Your copy of the listing should match it exactly, only without pictures.

Provided entries –
______

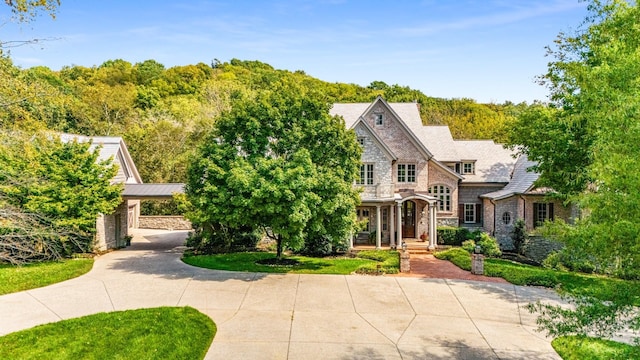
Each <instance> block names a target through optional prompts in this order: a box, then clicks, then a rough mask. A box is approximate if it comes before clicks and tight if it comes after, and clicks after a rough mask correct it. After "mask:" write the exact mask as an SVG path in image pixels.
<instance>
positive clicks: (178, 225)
mask: <svg viewBox="0 0 640 360" xmlns="http://www.w3.org/2000/svg"><path fill="white" fill-rule="evenodd" d="M138 224H139V225H138V227H139V228H141V229H163V230H191V229H192V228H193V227H192V226H191V222H190V221H189V220H187V219H185V218H184V216H140V218H139V219H138Z"/></svg>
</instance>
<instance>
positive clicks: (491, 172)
mask: <svg viewBox="0 0 640 360" xmlns="http://www.w3.org/2000/svg"><path fill="white" fill-rule="evenodd" d="M454 143H455V147H456V149H457V151H458V154H459V155H460V159H461V160H462V161H464V160H475V174H465V175H464V180H462V182H463V183H470V182H490V183H507V182H509V180H510V178H511V173H512V171H513V168H514V165H515V163H516V159H515V158H514V157H513V155H514V154H515V153H514V151H512V150H509V149H505V148H504V147H503V146H502V145H501V144H496V143H494V142H493V140H456V141H455V142H454Z"/></svg>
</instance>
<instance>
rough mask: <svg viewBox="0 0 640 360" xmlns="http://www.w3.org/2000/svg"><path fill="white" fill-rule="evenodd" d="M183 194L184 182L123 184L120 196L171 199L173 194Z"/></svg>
mask: <svg viewBox="0 0 640 360" xmlns="http://www.w3.org/2000/svg"><path fill="white" fill-rule="evenodd" d="M174 193H178V194H184V184H180V183H168V184H125V185H124V191H123V192H122V197H123V198H124V199H129V200H131V199H141V200H149V199H156V200H162V199H166V200H168V199H171V198H173V194H174Z"/></svg>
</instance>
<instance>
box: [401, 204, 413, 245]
mask: <svg viewBox="0 0 640 360" xmlns="http://www.w3.org/2000/svg"><path fill="white" fill-rule="evenodd" d="M402 237H403V238H415V237H416V203H414V202H413V201H405V202H404V203H403V204H402Z"/></svg>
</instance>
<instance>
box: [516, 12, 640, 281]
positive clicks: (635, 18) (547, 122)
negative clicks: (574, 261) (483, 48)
mask: <svg viewBox="0 0 640 360" xmlns="http://www.w3.org/2000/svg"><path fill="white" fill-rule="evenodd" d="M588 9H589V12H590V13H589V16H588V18H587V19H586V21H585V24H584V26H583V28H582V29H581V30H579V31H578V32H577V33H576V34H571V35H566V34H561V35H560V36H559V37H558V39H557V41H556V45H555V46H554V47H553V48H550V50H549V53H550V55H551V56H552V58H553V61H552V62H550V63H549V71H548V73H547V74H545V75H544V76H543V77H542V80H543V82H544V83H546V84H547V86H548V87H549V90H550V92H551V96H550V98H551V100H552V104H551V106H550V108H544V107H542V106H536V107H534V108H533V109H530V110H529V111H526V112H525V113H524V115H523V116H522V117H521V118H520V119H519V121H518V122H517V124H516V126H515V127H514V131H513V134H514V137H513V145H516V146H517V145H519V146H521V151H522V152H523V153H526V154H528V155H529V156H530V157H531V158H532V159H534V160H537V161H539V165H538V167H537V168H538V170H539V171H540V172H541V177H540V179H541V184H543V185H545V186H551V187H553V188H554V189H556V190H558V191H561V192H563V194H564V195H565V196H567V198H568V199H572V200H577V201H578V202H579V203H580V205H581V207H582V209H583V210H584V211H583V215H584V216H583V219H582V221H580V222H578V224H577V226H576V227H573V228H568V229H566V232H565V233H564V234H563V236H562V238H563V239H564V240H565V242H566V243H567V250H566V251H567V252H570V253H571V254H572V256H573V257H575V256H577V255H580V256H582V257H583V259H586V260H588V261H590V262H593V263H594V265H595V266H596V268H597V270H599V271H601V272H604V273H612V274H616V275H619V276H623V277H633V278H640V271H639V270H638V269H640V222H638V219H640V193H639V192H638V189H640V177H638V176H637V174H638V173H640V162H638V159H639V158H640V146H638V140H639V139H640V27H638V24H639V23H640V5H638V4H637V3H633V2H627V1H623V0H609V1H598V0H593V1H592V2H590V3H589V5H588Z"/></svg>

______

Exercise response –
Each <instance> block names a target through optional prompts in this order: a box, then clicks, then a rough mask. A box is approximate if it comes before clicks and tight if it comes after, and clicks after a rough mask correct it. After "mask:" write the exact mask as an SVG path in image pixels.
<instance>
positive clicks: (178, 225)
mask: <svg viewBox="0 0 640 360" xmlns="http://www.w3.org/2000/svg"><path fill="white" fill-rule="evenodd" d="M138 224H139V225H138V227H139V228H141V229H163V230H191V229H192V228H193V227H192V226H191V222H190V221H189V220H187V219H185V218H184V216H140V218H139V219H138Z"/></svg>
</instance>
<instance>
positive clicks: (491, 172)
mask: <svg viewBox="0 0 640 360" xmlns="http://www.w3.org/2000/svg"><path fill="white" fill-rule="evenodd" d="M454 143H455V147H456V149H457V151H458V154H459V155H460V159H461V160H462V161H464V160H475V174H465V175H464V180H462V182H463V183H470V182H490V183H507V182H509V180H510V178H511V173H512V171H513V168H514V165H515V163H516V159H515V158H514V157H513V155H514V154H515V153H514V151H512V150H509V149H505V148H504V147H503V146H502V145H501V144H496V143H494V142H493V140H456V141H455V142H454Z"/></svg>
</instance>
<instance>
rough mask: <svg viewBox="0 0 640 360" xmlns="http://www.w3.org/2000/svg"><path fill="white" fill-rule="evenodd" d="M183 194L184 182L123 184L120 196L171 199L173 194Z"/></svg>
mask: <svg viewBox="0 0 640 360" xmlns="http://www.w3.org/2000/svg"><path fill="white" fill-rule="evenodd" d="M174 193H178V194H184V184H180V183H168V184H125V185H124V191H123V192H122V197H123V198H124V199H129V200H131V199H141V200H149V199H156V200H162V199H166V200H168V199H171V198H173V194H174Z"/></svg>
</instance>
<instance>
box: [401, 204, 413, 245]
mask: <svg viewBox="0 0 640 360" xmlns="http://www.w3.org/2000/svg"><path fill="white" fill-rule="evenodd" d="M402 237H403V238H415V237H416V203H414V202H413V201H405V202H404V203H403V204H402Z"/></svg>
</instance>
<instance>
box: [516, 12, 640, 281]
positive clicks: (635, 18) (547, 122)
negative clicks: (574, 261) (483, 48)
mask: <svg viewBox="0 0 640 360" xmlns="http://www.w3.org/2000/svg"><path fill="white" fill-rule="evenodd" d="M588 9H589V12H590V13H589V16H588V18H587V19H586V21H585V24H584V26H583V28H582V29H581V30H579V31H578V32H577V33H576V34H571V35H566V34H561V35H560V36H559V37H558V39H557V41H556V45H555V46H554V47H553V48H550V50H549V53H550V55H551V56H552V58H553V61H552V62H550V63H549V71H548V73H547V74H545V75H544V76H543V77H542V80H543V82H544V83H546V84H547V86H548V87H549V90H550V92H551V96H550V98H551V100H552V104H551V106H550V108H544V107H542V106H536V107H534V108H533V109H530V110H529V111H526V112H525V113H524V115H523V116H522V117H521V118H520V119H519V121H518V122H517V124H516V126H515V127H514V131H513V134H514V137H513V145H516V146H517V145H519V146H521V151H522V152H523V153H526V154H528V155H529V156H530V157H531V158H532V159H534V160H537V161H539V165H538V167H537V168H538V170H539V171H540V172H541V177H540V179H541V184H543V185H545V186H551V187H553V188H554V189H556V190H558V191H561V192H563V194H564V195H565V196H567V198H568V199H572V200H577V201H578V202H579V203H580V205H581V207H582V209H583V210H584V211H583V215H584V216H583V219H582V221H580V222H578V224H577V226H576V227H573V228H568V229H566V232H565V233H564V234H563V236H562V238H563V239H564V240H565V242H566V243H567V250H566V251H567V252H570V253H571V254H572V256H573V257H575V256H577V255H580V256H582V257H583V259H586V260H588V261H590V262H593V263H594V265H595V266H596V268H597V270H599V271H601V272H604V273H612V274H616V275H619V276H623V277H633V278H640V271H639V270H638V269H640V222H638V219H640V193H639V192H638V189H640V177H638V176H637V174H638V173H640V162H638V159H639V158H640V146H638V140H639V139H640V27H638V24H639V23H640V5H638V4H637V3H633V2H627V1H623V0H609V1H598V0H593V1H592V2H590V3H589V5H588Z"/></svg>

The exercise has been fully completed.